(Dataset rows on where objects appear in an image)
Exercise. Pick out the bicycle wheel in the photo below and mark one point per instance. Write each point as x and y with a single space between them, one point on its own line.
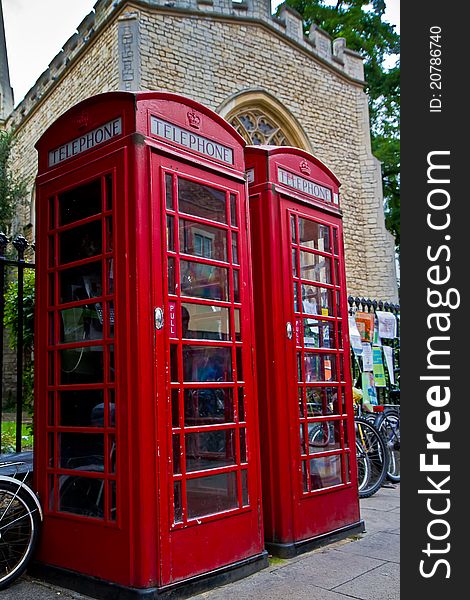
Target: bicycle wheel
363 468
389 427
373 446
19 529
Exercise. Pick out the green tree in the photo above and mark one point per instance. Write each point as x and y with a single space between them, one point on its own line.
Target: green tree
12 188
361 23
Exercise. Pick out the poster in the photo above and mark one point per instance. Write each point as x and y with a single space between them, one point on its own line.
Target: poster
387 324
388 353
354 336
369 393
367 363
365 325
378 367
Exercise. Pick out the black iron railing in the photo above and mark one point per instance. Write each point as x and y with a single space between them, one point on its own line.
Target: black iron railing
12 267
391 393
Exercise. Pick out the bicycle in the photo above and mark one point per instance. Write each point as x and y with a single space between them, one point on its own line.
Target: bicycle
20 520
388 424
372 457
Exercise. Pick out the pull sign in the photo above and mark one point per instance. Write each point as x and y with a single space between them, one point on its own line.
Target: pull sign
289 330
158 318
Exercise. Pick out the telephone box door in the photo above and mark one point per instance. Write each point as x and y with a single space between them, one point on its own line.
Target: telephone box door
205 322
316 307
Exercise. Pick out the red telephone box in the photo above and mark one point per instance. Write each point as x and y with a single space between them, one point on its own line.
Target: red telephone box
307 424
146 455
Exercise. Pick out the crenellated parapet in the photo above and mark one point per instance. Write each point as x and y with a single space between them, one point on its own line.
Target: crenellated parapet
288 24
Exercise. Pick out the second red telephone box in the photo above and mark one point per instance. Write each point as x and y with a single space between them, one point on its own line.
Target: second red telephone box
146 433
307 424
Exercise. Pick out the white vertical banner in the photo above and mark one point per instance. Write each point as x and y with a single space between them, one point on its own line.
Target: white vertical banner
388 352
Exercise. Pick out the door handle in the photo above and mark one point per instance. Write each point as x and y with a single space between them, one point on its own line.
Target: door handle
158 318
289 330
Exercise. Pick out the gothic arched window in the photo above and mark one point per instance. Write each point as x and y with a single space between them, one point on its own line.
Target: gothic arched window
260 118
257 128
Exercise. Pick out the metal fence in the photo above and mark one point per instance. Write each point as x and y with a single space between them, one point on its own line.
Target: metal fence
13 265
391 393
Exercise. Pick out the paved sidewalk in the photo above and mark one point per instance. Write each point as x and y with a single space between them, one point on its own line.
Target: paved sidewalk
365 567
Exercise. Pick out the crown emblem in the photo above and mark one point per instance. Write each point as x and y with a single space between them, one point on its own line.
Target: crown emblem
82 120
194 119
* * *
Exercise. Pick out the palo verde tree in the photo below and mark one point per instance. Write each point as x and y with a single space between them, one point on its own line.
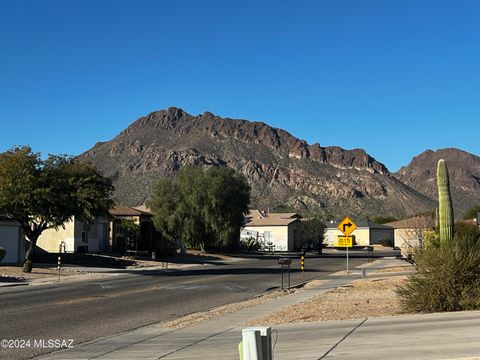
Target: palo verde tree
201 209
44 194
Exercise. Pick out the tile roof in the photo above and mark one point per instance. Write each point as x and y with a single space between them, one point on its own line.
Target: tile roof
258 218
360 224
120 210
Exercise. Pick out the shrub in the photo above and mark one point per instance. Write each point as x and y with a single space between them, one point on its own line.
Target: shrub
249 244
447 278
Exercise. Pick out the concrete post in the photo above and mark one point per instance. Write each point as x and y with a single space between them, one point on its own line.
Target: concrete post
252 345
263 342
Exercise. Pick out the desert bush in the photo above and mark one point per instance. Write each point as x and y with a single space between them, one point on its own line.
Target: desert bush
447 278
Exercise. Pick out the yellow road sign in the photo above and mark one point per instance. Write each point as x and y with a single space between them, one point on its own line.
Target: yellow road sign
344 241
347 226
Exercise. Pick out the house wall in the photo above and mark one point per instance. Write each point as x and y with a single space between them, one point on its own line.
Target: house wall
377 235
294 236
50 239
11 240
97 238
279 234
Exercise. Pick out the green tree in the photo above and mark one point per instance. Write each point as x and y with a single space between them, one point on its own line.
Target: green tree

(Exercise instructions) How many lines of the records above contain the string "palo"? Reply with the number alone.

(Exercise result) 2